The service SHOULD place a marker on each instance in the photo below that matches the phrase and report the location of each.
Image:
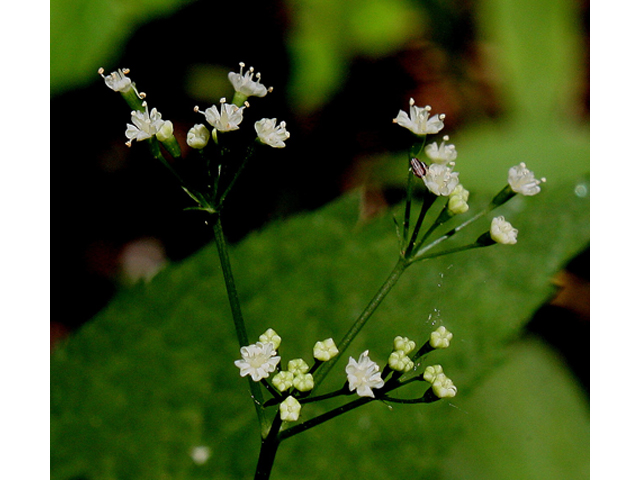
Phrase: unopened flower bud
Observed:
(443, 387)
(297, 366)
(290, 410)
(458, 200)
(440, 338)
(325, 350)
(432, 372)
(283, 380)
(400, 362)
(403, 344)
(271, 336)
(303, 382)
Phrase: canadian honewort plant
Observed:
(280, 393)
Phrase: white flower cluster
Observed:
(439, 176)
(260, 360)
(230, 115)
(364, 375)
(226, 118)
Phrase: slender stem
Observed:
(452, 250)
(235, 177)
(386, 287)
(343, 391)
(289, 432)
(428, 200)
(236, 312)
(407, 209)
(268, 450)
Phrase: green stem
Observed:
(386, 287)
(428, 200)
(289, 432)
(220, 202)
(268, 450)
(236, 312)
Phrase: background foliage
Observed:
(152, 375)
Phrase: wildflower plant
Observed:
(280, 394)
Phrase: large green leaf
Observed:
(88, 34)
(152, 376)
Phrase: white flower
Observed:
(270, 134)
(325, 350)
(440, 179)
(522, 180)
(303, 382)
(166, 131)
(245, 85)
(145, 124)
(290, 409)
(258, 360)
(198, 136)
(225, 120)
(440, 338)
(271, 336)
(117, 81)
(363, 375)
(283, 380)
(418, 120)
(503, 232)
(443, 154)
(443, 386)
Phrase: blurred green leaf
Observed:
(152, 376)
(88, 34)
(327, 34)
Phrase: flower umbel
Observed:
(363, 375)
(441, 385)
(145, 124)
(225, 120)
(246, 85)
(258, 360)
(522, 180)
(418, 120)
(443, 154)
(117, 81)
(503, 232)
(198, 136)
(271, 134)
(440, 180)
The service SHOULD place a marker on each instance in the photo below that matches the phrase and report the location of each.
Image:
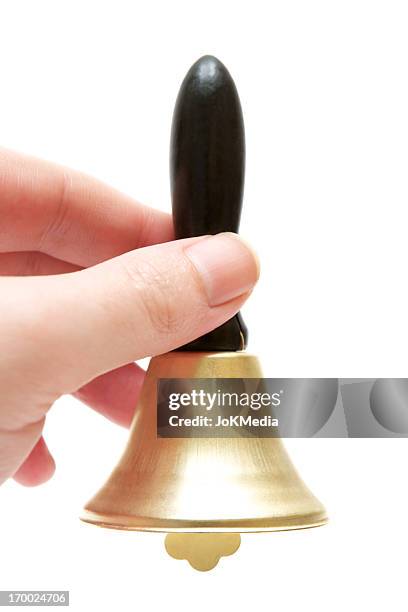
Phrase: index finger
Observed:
(69, 215)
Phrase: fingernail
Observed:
(227, 266)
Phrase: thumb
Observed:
(142, 303)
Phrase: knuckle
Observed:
(157, 296)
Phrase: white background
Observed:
(324, 92)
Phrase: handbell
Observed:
(204, 491)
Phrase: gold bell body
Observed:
(201, 485)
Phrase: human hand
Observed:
(91, 281)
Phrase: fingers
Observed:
(114, 394)
(38, 467)
(146, 302)
(32, 263)
(16, 445)
(70, 216)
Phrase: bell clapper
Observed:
(202, 550)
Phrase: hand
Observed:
(90, 282)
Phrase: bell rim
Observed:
(134, 523)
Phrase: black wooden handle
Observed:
(207, 167)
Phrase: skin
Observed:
(91, 281)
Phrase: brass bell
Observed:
(204, 492)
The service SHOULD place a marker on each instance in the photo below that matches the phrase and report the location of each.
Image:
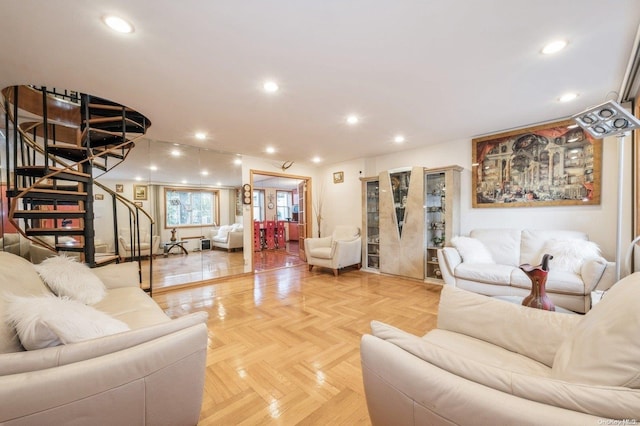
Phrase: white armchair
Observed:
(148, 244)
(343, 248)
(495, 362)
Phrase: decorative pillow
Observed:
(472, 250)
(47, 321)
(604, 346)
(67, 277)
(568, 255)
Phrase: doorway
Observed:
(283, 199)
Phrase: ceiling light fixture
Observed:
(610, 119)
(117, 24)
(353, 119)
(568, 97)
(270, 86)
(554, 47)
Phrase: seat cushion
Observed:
(485, 273)
(604, 347)
(321, 252)
(19, 278)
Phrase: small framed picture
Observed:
(139, 192)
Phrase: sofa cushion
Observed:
(472, 250)
(503, 244)
(47, 321)
(603, 348)
(67, 277)
(132, 306)
(485, 273)
(569, 255)
(19, 278)
(534, 241)
(558, 281)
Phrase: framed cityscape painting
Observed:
(548, 165)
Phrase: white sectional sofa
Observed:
(487, 262)
(491, 362)
(150, 374)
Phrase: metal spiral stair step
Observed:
(42, 171)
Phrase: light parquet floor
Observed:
(284, 344)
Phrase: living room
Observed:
(303, 120)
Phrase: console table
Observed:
(166, 247)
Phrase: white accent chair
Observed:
(343, 248)
(490, 361)
(148, 244)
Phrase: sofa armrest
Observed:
(312, 243)
(118, 275)
(476, 315)
(157, 379)
(448, 260)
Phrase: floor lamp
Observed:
(610, 119)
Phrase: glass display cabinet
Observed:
(371, 223)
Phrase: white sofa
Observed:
(152, 374)
(129, 248)
(228, 237)
(492, 268)
(491, 362)
(341, 249)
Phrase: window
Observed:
(284, 201)
(258, 205)
(186, 207)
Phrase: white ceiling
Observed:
(435, 71)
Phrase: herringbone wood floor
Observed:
(284, 344)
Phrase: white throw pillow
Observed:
(569, 255)
(472, 250)
(47, 321)
(603, 348)
(67, 277)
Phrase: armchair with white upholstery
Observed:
(494, 362)
(341, 249)
(148, 244)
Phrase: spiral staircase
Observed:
(58, 144)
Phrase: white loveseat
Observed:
(491, 266)
(152, 374)
(228, 237)
(491, 362)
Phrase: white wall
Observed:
(599, 221)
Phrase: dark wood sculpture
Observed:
(538, 275)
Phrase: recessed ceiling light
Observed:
(270, 86)
(568, 97)
(554, 47)
(117, 24)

*****

Set exercise> The records above need to be given again exactly. Omit the pictures.

Result of this exercise>
The service SHOULD place a marker on each instance in the photo below that matches the phrase and report the location of each.
Image:
Phrase: unopened flower bud
Observed:
(443, 387)
(297, 366)
(290, 410)
(458, 200)
(440, 338)
(325, 350)
(432, 372)
(283, 380)
(400, 362)
(403, 344)
(271, 336)
(303, 382)
Phrase: canadian honewort plant
Observed:
(280, 393)
Phrase: white flower cluster
Observed:
(439, 176)
(260, 360)
(230, 115)
(364, 375)
(226, 118)
Phrase: slender stem
Observed:
(452, 250)
(235, 177)
(386, 287)
(343, 391)
(289, 432)
(428, 200)
(236, 312)
(407, 209)
(268, 450)
Phrase: green stem
Observed:
(386, 287)
(428, 200)
(289, 432)
(220, 202)
(268, 450)
(236, 312)
Phrase: background foliage
Observed:
(152, 375)
Phrase: wildflower plant
Observed:
(280, 394)
Phrase: large green leaf
Observed:
(88, 34)
(152, 376)
Phrase: white flower
Observed:
(270, 134)
(325, 350)
(440, 179)
(522, 180)
(303, 382)
(166, 131)
(245, 85)
(145, 124)
(290, 409)
(258, 360)
(198, 136)
(225, 120)
(440, 338)
(271, 336)
(117, 81)
(363, 375)
(283, 380)
(418, 120)
(503, 232)
(443, 154)
(443, 386)
Phrase: blurred green leaf
Observed:
(152, 376)
(88, 34)
(327, 34)
Phrase: flower umbel
Observed:
(363, 375)
(441, 385)
(145, 124)
(225, 120)
(246, 85)
(258, 360)
(522, 180)
(418, 120)
(443, 154)
(117, 81)
(503, 232)
(198, 136)
(271, 134)
(440, 180)
The service SHOULD place a marker on each instance in the photo below that matches the phrase and report the location of each.
Image:
Phrase: index finger
Observed:
(69, 215)
Phrase: fingernail
Observed:
(227, 266)
Phrase: thumb
Observed:
(142, 303)
Phrase: knuckle
Observed:
(157, 296)
Phrase: white background
Observed:
(324, 92)
Phrase: handbell
Observed:
(204, 491)
Phrase: gold bell body
Observed:
(201, 485)
Phrase: human hand
Observed:
(91, 281)
Phrase: fingers
Observed:
(114, 394)
(38, 467)
(146, 302)
(32, 263)
(16, 445)
(70, 216)
Phrase: bell clapper
Observed:
(202, 550)
Phrase: hand
Observed:
(90, 282)
Phrase: bell rim
Observed:
(134, 523)
Phrase: black wooden handle
Observed:
(207, 167)
Phrase: skin
Observed:
(91, 281)
Phrase: brass bell
Observed:
(204, 492)
The service SHOULD place a marker on each instance in the photo below that matches the phrase and report the location of each.
Image:
Phrase: white armchair
Observed:
(148, 244)
(343, 248)
(495, 362)
Phrase: decorative pillow
Observed:
(472, 250)
(47, 321)
(604, 346)
(67, 277)
(568, 255)
Phrase: doorway
Observed:
(283, 199)
Phrase: ceiling light fixture
Observed:
(610, 119)
(117, 24)
(353, 119)
(568, 97)
(270, 86)
(554, 47)
Phrase: seat cushion
Observed:
(485, 273)
(604, 347)
(321, 252)
(19, 278)
Phrase: small framed picture
Observed:
(139, 192)
Phrase: sofa cushion
Observed:
(472, 250)
(503, 244)
(47, 321)
(603, 348)
(67, 277)
(132, 306)
(485, 273)
(569, 255)
(19, 278)
(534, 241)
(558, 281)
Phrase: framed cityscape painting
Observed:
(548, 165)
Phrase: white sectional sofa
Observed:
(487, 262)
(491, 362)
(150, 374)
Phrase: metal spiral stair step
Observed:
(42, 171)
Phrase: light parquet floor
Observed:
(284, 344)
Phrase: living room
Observed:
(303, 120)
Phrase: console table
Observed:
(166, 247)
Phrase: white accent chair
Observed:
(343, 248)
(490, 361)
(148, 244)
Phrase: sofa armrest
Observed:
(312, 243)
(118, 275)
(476, 315)
(157, 379)
(448, 260)
Phrase: floor lamp
Observed:
(610, 119)
Phrase: glass display cabinet
Observed:
(371, 223)
Phrase: white sofa
Observed:
(152, 374)
(129, 248)
(228, 237)
(492, 268)
(491, 362)
(341, 249)
Phrase: window
Observed:
(284, 201)
(258, 205)
(186, 207)
Phrase: white ceiling
Observed:
(435, 71)
Phrase: herringbone wood floor
Observed:
(284, 344)
Phrase: white throw pillow
Observed:
(569, 255)
(472, 250)
(47, 321)
(603, 348)
(67, 277)
Phrase: armchair with white upholstery
Observed:
(494, 362)
(341, 249)
(148, 244)
Phrase: spiral staircase
Observed:
(58, 144)
Phrase: white loveseat
Observed:
(491, 266)
(152, 374)
(228, 237)
(491, 362)
Phrase: white wall
Observed:
(599, 221)
Phrase: dark wood sculpture
Observed:
(538, 275)
Phrase: recessed ceiling light
Observed:
(270, 86)
(568, 97)
(554, 47)
(117, 24)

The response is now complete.